**** INPUT DATA ****

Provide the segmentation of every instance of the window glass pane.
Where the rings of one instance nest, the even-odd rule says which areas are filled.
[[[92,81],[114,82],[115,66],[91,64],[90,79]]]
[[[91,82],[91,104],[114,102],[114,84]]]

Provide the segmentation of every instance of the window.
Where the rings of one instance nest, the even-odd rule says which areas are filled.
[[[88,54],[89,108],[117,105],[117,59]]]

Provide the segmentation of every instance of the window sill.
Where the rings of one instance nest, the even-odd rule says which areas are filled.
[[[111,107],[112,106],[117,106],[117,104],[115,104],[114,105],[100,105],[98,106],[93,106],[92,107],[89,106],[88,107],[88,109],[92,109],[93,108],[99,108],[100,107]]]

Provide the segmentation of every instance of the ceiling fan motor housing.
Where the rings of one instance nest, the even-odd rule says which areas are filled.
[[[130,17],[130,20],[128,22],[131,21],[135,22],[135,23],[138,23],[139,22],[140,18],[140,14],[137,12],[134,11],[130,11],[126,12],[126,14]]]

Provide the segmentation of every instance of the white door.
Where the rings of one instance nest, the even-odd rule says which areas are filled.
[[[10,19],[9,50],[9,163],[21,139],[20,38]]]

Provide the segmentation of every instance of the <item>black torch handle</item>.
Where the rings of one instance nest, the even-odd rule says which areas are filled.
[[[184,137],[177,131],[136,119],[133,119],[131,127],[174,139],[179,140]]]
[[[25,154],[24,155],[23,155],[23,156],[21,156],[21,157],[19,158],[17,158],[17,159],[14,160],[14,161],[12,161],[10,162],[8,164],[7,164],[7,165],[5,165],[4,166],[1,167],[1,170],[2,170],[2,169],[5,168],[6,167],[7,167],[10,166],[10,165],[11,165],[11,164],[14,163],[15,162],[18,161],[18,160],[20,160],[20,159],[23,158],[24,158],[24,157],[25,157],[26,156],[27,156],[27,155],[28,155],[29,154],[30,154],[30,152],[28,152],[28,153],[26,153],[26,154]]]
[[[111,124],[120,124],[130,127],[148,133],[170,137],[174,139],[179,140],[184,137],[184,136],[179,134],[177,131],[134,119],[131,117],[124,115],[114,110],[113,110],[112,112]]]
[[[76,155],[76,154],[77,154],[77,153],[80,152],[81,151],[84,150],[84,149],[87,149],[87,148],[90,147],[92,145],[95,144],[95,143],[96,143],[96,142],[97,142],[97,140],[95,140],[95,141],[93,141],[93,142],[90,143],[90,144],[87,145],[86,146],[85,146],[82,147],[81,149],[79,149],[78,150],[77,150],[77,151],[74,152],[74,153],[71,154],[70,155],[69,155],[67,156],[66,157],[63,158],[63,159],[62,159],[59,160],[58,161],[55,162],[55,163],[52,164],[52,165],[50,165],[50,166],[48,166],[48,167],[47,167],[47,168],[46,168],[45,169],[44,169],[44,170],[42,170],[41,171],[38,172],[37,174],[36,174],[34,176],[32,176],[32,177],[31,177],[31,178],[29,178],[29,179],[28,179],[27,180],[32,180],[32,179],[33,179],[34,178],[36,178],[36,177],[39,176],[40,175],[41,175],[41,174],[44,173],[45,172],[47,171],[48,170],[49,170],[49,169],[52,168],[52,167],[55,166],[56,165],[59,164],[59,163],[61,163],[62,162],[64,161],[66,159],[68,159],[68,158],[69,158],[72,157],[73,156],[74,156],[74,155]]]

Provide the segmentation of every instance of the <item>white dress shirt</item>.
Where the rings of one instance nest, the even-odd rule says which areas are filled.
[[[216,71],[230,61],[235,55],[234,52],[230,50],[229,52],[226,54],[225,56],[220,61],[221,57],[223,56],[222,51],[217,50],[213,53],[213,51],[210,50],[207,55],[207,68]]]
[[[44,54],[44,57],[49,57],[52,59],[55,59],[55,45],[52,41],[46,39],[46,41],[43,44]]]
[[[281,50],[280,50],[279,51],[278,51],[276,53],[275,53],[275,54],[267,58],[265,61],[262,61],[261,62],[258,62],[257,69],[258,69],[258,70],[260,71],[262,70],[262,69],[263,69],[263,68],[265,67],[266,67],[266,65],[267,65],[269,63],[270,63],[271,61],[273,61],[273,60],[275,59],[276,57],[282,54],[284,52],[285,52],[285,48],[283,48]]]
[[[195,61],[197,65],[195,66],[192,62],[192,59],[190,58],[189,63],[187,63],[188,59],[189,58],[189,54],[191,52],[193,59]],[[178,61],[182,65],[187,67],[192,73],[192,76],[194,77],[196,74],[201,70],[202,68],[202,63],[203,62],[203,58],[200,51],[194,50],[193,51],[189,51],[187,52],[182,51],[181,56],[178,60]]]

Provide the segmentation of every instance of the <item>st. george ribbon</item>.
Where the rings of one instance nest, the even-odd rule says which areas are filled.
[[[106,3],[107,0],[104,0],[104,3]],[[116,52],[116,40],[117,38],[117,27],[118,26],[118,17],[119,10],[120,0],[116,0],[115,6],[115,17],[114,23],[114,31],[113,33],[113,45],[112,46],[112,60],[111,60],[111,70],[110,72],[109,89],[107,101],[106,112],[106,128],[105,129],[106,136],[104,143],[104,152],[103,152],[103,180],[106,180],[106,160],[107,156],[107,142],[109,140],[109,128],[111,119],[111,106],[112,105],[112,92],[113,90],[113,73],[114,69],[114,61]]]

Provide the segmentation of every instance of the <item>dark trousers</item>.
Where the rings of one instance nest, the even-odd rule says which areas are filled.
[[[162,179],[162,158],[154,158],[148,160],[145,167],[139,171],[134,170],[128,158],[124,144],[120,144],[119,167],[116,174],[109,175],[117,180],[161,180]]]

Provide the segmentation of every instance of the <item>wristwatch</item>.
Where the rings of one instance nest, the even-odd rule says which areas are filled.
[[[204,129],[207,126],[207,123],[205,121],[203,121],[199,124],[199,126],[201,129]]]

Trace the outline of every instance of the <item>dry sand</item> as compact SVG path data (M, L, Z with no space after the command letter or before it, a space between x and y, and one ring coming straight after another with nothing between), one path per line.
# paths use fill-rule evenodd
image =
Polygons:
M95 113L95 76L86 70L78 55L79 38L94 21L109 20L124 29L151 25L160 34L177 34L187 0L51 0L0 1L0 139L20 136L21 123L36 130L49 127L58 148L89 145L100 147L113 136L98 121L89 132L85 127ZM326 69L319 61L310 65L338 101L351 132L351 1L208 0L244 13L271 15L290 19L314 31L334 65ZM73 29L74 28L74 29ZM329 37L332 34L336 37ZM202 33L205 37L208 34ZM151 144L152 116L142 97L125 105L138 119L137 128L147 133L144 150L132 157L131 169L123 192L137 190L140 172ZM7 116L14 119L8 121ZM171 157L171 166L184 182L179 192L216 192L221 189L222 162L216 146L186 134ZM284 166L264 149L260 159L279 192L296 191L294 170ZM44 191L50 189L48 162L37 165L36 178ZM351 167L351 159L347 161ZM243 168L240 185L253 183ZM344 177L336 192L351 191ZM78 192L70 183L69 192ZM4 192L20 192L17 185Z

****
**** INPUT DATA ****

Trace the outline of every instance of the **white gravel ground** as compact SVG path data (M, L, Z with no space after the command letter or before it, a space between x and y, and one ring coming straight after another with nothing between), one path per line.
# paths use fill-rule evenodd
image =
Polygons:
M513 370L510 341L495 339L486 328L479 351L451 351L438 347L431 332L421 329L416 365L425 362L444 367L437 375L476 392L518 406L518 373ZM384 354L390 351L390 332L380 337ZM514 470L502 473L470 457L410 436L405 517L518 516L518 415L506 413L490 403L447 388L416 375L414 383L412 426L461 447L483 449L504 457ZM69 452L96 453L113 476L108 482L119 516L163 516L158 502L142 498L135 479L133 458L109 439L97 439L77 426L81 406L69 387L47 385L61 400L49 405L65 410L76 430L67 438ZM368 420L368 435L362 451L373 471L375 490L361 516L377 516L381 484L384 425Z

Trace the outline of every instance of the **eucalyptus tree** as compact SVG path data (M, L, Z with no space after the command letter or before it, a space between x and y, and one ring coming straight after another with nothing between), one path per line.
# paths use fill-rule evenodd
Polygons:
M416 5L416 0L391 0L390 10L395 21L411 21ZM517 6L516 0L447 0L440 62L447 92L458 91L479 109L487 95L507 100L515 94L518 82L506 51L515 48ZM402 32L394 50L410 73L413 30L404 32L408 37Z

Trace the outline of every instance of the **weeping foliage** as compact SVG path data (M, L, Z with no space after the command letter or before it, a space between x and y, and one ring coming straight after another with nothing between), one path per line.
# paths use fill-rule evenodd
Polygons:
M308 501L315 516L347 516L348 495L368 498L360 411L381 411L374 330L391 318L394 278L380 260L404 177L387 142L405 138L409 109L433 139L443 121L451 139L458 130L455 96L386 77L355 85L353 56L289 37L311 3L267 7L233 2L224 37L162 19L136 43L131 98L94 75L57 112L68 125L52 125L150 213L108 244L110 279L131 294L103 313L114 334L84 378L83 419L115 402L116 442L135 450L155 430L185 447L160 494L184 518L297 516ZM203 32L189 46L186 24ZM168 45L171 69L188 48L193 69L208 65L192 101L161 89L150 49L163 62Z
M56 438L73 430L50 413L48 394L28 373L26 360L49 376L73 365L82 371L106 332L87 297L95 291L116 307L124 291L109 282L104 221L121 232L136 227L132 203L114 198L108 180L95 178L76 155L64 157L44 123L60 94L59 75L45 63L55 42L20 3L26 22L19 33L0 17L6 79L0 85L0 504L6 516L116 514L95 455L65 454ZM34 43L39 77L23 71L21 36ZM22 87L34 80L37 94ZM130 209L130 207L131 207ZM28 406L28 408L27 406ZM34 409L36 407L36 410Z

****

Convert the data from the line containing "Trace the outline of every instance of the <item>dry" through the line containing "M95 113L95 76L86" into a JSON list of strings, with one string per line and any blank lines omitted.

■ RESULT OF THE TASK
[
  "Trace the outline of every instance of the <item>dry sand</item> as compact SVG path data (M, L, Z with no space after the command letter or before it, a space between x and y, and one ring coming straight after another with nothing between), one path per line.",
  "# paths use fill-rule evenodd",
  "image =",
  "Polygons:",
  "M95 113L95 76L86 70L78 55L79 38L94 21L109 20L124 29L151 25L160 34L177 34L187 0L51 0L0 1L0 139L20 136L21 123L36 130L49 127L58 148L89 145L100 147L113 136L98 121L89 132L85 127ZM326 69L319 61L310 65L338 101L351 132L351 1L208 0L244 13L271 15L290 19L314 31L334 65ZM73 29L74 28L74 29ZM329 37L332 34L336 37ZM202 33L205 37L208 34ZM151 144L152 116L142 97L125 105L138 119L137 128L147 133L144 150L132 157L131 169L123 192L137 190L140 172ZM7 116L14 119L8 121ZM171 157L171 166L184 182L179 192L216 192L221 189L222 162L216 146L186 134ZM284 166L264 149L260 159L279 192L296 191L294 170ZM44 191L50 189L48 162L37 165L36 178ZM351 167L351 159L347 161ZM243 168L240 185L253 183ZM344 177L336 192L351 191ZM78 192L70 183L69 192ZM4 192L20 192L17 185Z"
]